* **WHAT THE TASK REQUIRES**: Return every line below exactly as written.

Referring expression pointing data:
##########

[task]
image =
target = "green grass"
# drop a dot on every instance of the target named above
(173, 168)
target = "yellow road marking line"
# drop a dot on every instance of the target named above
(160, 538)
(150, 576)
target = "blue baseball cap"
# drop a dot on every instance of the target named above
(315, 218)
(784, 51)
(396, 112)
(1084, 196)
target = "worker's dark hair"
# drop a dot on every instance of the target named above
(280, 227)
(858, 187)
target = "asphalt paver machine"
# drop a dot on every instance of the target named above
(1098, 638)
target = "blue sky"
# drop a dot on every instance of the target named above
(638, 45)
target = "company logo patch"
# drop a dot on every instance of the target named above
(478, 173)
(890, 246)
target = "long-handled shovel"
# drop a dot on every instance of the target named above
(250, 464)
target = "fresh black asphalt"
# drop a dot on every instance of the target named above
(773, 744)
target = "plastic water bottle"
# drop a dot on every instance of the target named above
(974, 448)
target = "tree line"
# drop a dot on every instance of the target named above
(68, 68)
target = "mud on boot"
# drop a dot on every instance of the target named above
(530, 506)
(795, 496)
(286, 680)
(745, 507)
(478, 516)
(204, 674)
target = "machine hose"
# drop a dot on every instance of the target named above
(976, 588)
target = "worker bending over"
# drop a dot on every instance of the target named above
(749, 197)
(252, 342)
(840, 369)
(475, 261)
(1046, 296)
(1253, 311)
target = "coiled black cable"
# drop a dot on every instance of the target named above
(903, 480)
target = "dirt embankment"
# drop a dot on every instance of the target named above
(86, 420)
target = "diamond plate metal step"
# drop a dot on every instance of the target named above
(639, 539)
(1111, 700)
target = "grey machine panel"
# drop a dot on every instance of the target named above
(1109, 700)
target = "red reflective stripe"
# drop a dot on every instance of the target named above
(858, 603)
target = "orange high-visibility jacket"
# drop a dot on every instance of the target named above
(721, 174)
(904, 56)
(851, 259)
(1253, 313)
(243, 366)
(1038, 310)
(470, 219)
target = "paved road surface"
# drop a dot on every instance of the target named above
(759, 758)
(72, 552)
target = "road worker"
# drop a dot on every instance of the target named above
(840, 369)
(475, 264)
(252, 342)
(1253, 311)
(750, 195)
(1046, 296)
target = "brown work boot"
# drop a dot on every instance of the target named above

##########

* **ANSWER TO THIS EXERCISE**:
[task]
image =
target = "green grass"
# drop a dot on every instance of the target named above
(173, 168)
target = "yellow road marking line"
# drop a dot on every instance of the target named above
(160, 538)
(150, 576)
target = "blue baseball cap"
# drop a dot on every instance of the target named above
(315, 218)
(784, 51)
(396, 112)
(1084, 196)
target = "worker's dark hair"
# drop a dot on every instance of the target named above
(280, 227)
(858, 187)
target = "asphalt paver machine"
# drop a dot on every instance of the target named above
(1098, 638)
target = "blue sky"
# drop a dot on every instance of the target named above
(638, 45)
target = "company logo patch"
# drop a dot on every instance of the target named above
(478, 173)
(890, 246)
target = "long-handled shovel"
# drop a dot on every instance of the target named above
(250, 464)
target = "fresh black asphalt"
# drop a dot on every instance of the target named above
(773, 744)
target = "plastic water bottle"
# drop a dot on every instance of the target named above
(974, 448)
target = "tree line"
# drop a dot on every instance of the target named above
(68, 68)
target = "mud on boot"
# drop a dot on every instance of the target named above
(530, 506)
(795, 496)
(286, 680)
(745, 507)
(478, 516)
(204, 674)
target = "machine hose"
# drop a dot on every instance of the target named above
(976, 588)
target = "worker bending over"
# drop a dot on every instance of the target named above
(749, 197)
(252, 342)
(840, 369)
(475, 261)
(1046, 296)
(1253, 311)
target = "coiled black cable"
# drop a dot on every instance of the target named above
(903, 480)
target = "dirt embankment"
# drop a dot on every instance of the target named above
(86, 420)
target = "diamond plate metal step"
# drop a dot on every instance of the target named above
(639, 539)
(1111, 700)
target = "grey machine panel"
# drop a dot on every instance of the target named above
(1109, 700)
target = "red reflective stripe"
# drop a dot on every instance of the target named above
(858, 603)
target = "orange high-visibility jacket"
# drop a dot on every instance of the target named above
(721, 174)
(904, 56)
(851, 259)
(1253, 313)
(243, 366)
(1038, 310)
(470, 219)
target = "paved road surface"
# drop a dot on every instance of the target named above
(759, 758)
(72, 552)
target = "road worker"
# drop a dot on every instance of the target named above
(840, 369)
(475, 264)
(252, 342)
(1253, 311)
(750, 195)
(1046, 296)
target = "brown work boot"
# drop a dot on every instance of the target named above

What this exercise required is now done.